#### EXTRAIT À LIRE ####
Je ne suis pas étonnée de constater que les femmes ont toujours été humiliées dans tous les temps et sous toutes les latitudes. Considérées comme un appendice de l’homme, faites pour son plaisir et son service, et comme disait la chanson, faites pour le rendre heureux. Je ne suis pas étonnée devant les trois soumissions imposées à la femme chinoise – au père, au mari, au fils aîné –, devant l’esclavage des femmes de harems, et de voir toutes celles auxquelles on refuse dans tous les temps les études et les livres et la joie de réaliser quelque chose à soi.
####
# CONSIGNE A
Recopiez le listing depuis la ligne contenant "point: white boat" jusqu'à sa dernière ligne, ces deux lignes comprises. Substituez "JSON record" à "JSON object" sans rien modifier d'autre.
#### DONNÉES D'ENTRÉE ####
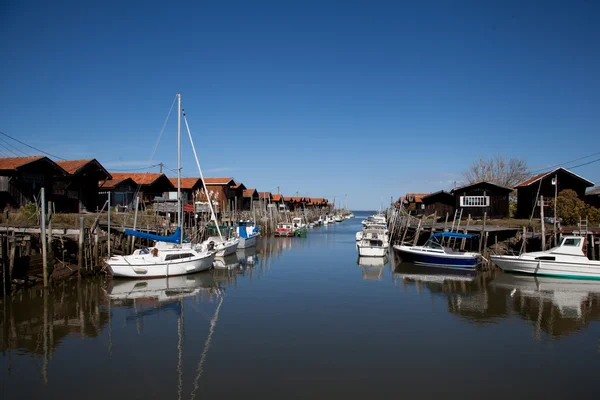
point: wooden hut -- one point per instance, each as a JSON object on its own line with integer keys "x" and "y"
{"x": 543, "y": 185}
{"x": 122, "y": 192}
{"x": 482, "y": 197}
{"x": 249, "y": 199}
{"x": 191, "y": 189}
{"x": 223, "y": 193}
{"x": 413, "y": 202}
{"x": 149, "y": 185}
{"x": 21, "y": 179}
{"x": 440, "y": 202}
{"x": 78, "y": 190}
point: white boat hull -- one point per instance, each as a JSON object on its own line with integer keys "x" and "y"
{"x": 121, "y": 267}
{"x": 372, "y": 251}
{"x": 582, "y": 270}
{"x": 247, "y": 242}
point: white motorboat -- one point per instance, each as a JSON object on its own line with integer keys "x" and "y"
####
# CONSIGNE B
D'après l'extrait à lire, envers qui s'exercent les trois soumissions imposées à la femme chinoise ?

# SOLUTION RÉDIGÉE A
point: white boat hull -- one point per instance, each as a JSON record on its own line with integer keys "x" and "y"
{"x": 121, "y": 267}
{"x": 372, "y": 251}
{"x": 582, "y": 270}
{"x": 247, "y": 242}
point: white motorboat -- one point per instance, each as a JSON record on its own line with integer keys "x" and "y"

# SOLUTION RÉDIGÉE B
Envers le père, le mari et le fils aîné.